> What is required
Search the material below for the word "bucket". Copy every line that has it.

> Data supplied
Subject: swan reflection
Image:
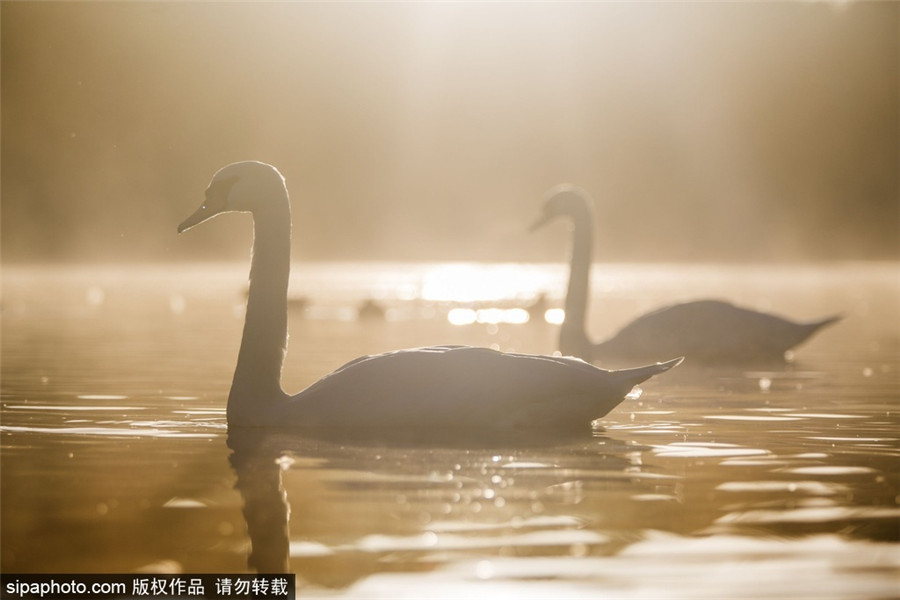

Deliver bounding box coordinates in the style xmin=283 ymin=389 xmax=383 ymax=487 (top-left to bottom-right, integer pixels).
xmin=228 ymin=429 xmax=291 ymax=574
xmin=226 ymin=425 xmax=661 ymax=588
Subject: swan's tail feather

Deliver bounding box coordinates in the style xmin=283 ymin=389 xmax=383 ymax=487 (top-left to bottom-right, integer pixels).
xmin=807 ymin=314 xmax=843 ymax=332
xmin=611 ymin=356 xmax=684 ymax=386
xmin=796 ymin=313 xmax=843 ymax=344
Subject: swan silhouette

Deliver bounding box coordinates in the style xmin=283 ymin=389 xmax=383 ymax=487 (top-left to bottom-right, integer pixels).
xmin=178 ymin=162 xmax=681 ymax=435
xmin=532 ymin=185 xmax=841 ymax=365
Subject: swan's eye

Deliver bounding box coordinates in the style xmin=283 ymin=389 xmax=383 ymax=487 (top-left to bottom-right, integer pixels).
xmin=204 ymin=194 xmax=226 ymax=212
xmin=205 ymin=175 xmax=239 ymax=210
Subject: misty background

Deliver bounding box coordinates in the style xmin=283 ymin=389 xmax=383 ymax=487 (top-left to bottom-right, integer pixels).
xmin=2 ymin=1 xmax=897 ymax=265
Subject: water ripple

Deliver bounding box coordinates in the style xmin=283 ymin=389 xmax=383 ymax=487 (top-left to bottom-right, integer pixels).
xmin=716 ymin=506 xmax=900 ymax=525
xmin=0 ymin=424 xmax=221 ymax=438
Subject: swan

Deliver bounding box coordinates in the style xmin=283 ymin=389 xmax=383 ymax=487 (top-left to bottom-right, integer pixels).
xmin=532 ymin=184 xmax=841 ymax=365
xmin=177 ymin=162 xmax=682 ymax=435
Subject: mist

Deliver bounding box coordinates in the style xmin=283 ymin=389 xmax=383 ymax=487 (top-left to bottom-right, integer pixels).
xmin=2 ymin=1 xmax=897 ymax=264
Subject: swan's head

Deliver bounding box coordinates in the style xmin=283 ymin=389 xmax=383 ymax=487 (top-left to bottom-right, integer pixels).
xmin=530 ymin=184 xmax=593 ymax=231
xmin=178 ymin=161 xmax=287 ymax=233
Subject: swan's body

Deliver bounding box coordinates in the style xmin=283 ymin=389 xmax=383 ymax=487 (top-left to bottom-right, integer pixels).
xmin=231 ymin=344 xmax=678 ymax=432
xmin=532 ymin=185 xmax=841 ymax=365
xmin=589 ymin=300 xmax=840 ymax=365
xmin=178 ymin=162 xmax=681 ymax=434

==

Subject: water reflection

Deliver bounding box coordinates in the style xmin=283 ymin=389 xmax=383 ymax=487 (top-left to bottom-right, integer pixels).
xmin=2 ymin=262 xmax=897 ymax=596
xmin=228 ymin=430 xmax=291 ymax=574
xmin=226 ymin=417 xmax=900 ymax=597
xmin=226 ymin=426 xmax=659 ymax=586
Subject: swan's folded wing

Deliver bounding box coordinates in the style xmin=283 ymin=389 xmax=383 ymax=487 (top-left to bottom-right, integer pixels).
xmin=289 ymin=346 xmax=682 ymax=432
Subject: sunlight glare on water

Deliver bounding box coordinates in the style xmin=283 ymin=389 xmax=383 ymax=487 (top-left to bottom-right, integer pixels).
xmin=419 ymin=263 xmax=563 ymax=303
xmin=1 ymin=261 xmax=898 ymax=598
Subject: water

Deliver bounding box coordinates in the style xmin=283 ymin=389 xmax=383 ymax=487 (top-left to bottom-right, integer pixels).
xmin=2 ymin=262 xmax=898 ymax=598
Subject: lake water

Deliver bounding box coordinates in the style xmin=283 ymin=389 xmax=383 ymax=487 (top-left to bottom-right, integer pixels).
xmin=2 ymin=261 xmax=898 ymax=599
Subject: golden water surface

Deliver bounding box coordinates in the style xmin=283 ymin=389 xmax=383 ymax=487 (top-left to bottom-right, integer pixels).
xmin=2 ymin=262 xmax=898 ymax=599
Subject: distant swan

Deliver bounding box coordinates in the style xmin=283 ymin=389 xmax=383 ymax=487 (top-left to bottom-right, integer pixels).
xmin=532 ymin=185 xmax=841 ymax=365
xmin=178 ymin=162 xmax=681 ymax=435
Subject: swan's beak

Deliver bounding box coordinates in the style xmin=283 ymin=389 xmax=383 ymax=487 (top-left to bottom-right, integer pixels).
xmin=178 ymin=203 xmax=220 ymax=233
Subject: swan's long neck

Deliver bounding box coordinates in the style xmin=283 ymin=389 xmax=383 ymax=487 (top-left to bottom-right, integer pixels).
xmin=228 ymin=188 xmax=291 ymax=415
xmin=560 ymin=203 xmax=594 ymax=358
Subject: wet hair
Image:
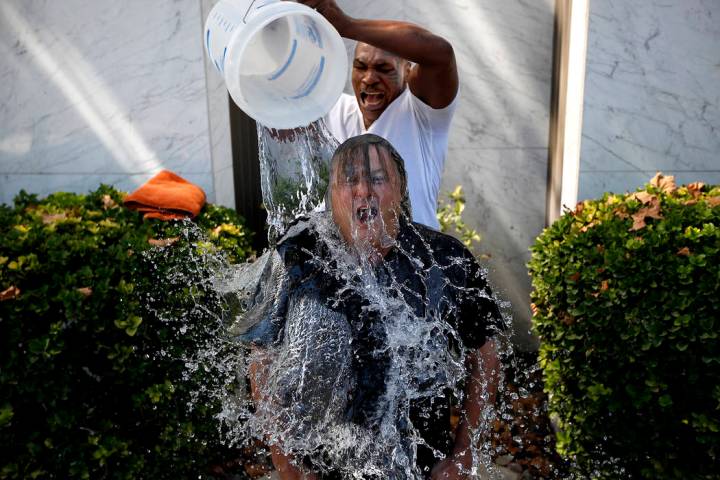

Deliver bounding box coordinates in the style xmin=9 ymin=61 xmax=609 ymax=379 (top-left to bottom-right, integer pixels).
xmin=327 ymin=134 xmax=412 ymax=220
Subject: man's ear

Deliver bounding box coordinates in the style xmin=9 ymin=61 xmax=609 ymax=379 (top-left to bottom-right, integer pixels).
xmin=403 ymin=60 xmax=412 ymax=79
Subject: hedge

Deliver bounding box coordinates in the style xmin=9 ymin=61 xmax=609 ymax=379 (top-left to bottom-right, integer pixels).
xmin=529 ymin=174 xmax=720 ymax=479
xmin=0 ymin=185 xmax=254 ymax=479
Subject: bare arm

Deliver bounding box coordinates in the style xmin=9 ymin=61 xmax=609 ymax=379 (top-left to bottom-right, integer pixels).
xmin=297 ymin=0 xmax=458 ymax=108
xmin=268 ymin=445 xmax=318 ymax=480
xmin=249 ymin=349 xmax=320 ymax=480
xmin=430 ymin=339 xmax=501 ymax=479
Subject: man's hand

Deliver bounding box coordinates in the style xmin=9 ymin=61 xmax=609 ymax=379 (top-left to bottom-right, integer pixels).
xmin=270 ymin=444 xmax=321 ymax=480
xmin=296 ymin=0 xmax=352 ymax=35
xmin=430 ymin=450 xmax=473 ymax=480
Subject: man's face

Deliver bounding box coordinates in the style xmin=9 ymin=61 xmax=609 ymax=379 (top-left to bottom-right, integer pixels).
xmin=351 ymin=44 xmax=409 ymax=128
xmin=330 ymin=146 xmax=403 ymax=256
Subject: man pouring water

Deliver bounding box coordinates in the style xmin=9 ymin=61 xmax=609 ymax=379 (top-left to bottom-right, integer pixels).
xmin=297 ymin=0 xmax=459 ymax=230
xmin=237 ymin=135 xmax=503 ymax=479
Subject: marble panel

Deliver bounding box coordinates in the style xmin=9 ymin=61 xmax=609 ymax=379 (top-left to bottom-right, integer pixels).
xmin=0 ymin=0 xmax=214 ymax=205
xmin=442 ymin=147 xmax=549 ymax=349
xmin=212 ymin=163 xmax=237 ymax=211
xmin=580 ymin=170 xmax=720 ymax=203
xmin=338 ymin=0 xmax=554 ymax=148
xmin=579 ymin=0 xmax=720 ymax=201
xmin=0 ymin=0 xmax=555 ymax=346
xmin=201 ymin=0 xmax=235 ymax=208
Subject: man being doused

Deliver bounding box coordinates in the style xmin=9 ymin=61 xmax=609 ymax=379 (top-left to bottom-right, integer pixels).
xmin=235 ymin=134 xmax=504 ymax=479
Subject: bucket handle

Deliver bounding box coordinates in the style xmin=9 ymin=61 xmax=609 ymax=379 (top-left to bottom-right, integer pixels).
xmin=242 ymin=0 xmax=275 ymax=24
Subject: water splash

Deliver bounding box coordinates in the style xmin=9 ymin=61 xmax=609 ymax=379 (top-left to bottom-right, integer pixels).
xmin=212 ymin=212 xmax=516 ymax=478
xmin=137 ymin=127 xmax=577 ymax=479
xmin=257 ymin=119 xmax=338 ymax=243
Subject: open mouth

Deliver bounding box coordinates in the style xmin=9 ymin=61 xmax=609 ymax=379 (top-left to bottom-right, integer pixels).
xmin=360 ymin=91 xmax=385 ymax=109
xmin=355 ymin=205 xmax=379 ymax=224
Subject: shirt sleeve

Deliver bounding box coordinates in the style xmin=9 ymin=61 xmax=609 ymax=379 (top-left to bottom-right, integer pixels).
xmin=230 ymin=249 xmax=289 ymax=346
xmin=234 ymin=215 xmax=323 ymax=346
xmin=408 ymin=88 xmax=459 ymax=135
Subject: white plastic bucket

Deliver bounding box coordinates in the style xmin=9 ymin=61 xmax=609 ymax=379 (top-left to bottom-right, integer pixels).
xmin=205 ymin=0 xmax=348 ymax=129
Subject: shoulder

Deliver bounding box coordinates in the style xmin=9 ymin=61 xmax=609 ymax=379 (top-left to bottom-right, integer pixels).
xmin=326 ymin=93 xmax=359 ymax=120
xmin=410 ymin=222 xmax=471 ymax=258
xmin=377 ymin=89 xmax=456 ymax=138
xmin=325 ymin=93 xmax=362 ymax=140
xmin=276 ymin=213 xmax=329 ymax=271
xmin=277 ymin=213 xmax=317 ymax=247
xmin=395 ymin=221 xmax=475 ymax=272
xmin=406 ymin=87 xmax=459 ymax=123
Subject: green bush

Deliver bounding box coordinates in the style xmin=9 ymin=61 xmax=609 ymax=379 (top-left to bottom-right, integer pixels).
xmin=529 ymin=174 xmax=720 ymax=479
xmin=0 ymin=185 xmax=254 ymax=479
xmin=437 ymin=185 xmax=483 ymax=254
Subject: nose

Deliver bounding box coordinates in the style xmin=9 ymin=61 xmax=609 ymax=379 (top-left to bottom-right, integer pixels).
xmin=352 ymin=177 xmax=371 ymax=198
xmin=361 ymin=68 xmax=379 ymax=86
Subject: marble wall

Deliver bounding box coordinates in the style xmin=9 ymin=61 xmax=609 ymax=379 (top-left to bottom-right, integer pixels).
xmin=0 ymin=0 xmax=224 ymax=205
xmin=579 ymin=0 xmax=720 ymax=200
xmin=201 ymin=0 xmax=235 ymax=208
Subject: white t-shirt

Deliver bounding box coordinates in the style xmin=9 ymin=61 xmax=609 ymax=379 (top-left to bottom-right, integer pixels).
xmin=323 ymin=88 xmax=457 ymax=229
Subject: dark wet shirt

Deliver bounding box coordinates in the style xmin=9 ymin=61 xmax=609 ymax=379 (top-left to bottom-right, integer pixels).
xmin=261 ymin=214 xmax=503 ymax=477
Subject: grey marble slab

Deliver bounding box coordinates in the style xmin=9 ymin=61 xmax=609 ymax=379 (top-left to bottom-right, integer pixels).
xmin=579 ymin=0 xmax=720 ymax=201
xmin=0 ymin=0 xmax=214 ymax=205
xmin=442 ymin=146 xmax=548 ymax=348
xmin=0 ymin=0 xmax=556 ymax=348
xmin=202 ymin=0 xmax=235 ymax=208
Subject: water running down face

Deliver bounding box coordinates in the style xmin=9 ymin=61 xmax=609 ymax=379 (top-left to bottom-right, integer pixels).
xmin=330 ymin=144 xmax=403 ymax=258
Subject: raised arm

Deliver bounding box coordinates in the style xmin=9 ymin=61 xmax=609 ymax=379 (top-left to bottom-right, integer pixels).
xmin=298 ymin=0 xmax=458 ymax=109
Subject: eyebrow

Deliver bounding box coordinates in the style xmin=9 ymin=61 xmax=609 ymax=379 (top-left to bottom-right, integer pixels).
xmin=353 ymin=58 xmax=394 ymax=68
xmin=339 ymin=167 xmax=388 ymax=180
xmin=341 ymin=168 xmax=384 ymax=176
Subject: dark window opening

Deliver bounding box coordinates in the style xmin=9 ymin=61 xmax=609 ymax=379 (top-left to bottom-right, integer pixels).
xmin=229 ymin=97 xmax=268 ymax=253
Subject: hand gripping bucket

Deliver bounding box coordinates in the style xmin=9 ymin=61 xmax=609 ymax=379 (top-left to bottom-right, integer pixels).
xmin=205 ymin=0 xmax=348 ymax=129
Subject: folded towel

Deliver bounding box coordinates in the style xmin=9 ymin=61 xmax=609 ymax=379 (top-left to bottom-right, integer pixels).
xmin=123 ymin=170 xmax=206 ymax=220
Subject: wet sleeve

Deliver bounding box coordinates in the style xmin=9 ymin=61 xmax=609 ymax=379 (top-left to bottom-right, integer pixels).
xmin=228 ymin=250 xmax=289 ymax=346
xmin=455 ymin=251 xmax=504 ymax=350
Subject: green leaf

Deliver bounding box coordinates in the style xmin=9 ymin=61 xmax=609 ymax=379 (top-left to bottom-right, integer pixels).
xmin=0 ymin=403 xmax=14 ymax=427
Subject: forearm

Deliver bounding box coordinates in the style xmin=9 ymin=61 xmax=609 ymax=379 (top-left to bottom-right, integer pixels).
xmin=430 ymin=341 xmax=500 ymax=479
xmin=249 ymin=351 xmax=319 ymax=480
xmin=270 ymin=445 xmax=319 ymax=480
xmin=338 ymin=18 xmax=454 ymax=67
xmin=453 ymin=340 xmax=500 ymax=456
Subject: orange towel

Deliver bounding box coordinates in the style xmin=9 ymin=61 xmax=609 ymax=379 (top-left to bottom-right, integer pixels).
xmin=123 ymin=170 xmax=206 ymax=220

* * *

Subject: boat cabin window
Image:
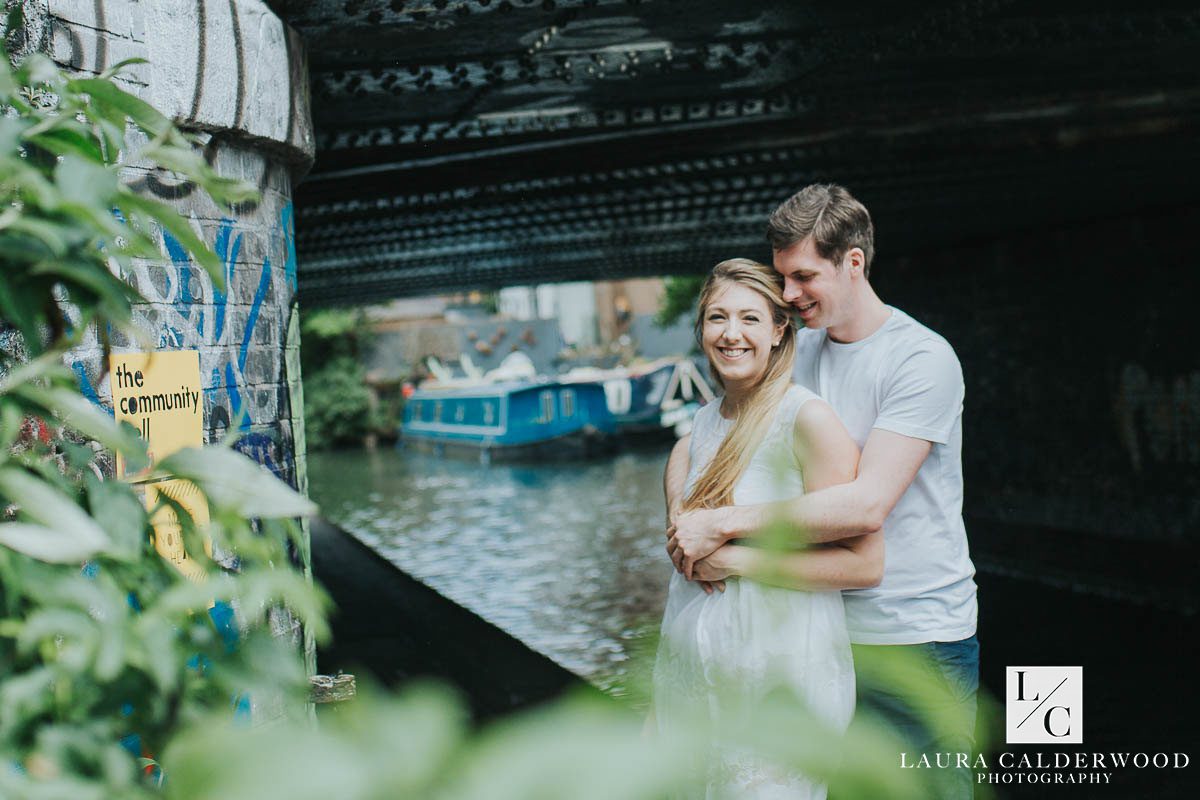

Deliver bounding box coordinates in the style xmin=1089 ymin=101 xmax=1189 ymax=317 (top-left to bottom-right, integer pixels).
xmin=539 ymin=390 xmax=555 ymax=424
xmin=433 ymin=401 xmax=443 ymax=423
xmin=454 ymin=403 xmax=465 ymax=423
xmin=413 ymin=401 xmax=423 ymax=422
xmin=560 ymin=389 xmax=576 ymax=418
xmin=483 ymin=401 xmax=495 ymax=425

> Solution
Subject: bucket handle
Subject: white plastic bucket
Subject: hand gripping bucket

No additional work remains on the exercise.